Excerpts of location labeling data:
----

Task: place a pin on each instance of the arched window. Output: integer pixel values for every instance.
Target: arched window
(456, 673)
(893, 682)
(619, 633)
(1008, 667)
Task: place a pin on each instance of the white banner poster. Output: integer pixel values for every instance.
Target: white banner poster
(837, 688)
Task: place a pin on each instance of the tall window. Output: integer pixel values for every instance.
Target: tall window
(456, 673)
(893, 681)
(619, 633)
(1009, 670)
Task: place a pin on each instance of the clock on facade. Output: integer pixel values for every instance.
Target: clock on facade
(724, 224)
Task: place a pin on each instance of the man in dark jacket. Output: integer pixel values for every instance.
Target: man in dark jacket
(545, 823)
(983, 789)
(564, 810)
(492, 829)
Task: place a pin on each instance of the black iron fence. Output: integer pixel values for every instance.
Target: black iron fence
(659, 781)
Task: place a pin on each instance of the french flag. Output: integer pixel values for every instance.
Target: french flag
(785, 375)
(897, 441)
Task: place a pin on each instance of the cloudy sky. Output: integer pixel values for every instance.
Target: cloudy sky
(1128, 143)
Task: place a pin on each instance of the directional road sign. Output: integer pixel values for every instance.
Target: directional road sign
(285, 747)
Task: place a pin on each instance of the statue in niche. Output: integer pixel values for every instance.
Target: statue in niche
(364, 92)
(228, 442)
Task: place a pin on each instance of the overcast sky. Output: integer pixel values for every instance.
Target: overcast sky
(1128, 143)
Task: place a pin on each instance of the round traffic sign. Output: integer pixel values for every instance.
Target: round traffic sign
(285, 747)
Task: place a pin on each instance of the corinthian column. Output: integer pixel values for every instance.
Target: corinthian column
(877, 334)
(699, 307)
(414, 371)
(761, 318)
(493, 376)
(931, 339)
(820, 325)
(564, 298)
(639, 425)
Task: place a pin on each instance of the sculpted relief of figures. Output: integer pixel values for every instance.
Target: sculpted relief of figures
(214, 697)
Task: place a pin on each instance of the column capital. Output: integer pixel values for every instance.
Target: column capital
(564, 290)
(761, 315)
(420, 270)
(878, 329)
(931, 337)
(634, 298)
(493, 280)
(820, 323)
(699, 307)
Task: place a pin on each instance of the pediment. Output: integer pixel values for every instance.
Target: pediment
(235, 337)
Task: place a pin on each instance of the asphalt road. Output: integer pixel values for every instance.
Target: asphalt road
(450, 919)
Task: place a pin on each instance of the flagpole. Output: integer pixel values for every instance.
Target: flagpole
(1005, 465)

----

### TO BE DONE
In the stretch of data that opens with the line containing "Task: place a pin on each instance of the flagpole." and closes at the end of the data, swap "flagpole" for "mast" and leave everything else unchanged. Return only those lines.

### SOLUTION
Task: place a pin on each instance of the mast. Output: integer pixel values for every instance.
Target: mast
(1005, 465)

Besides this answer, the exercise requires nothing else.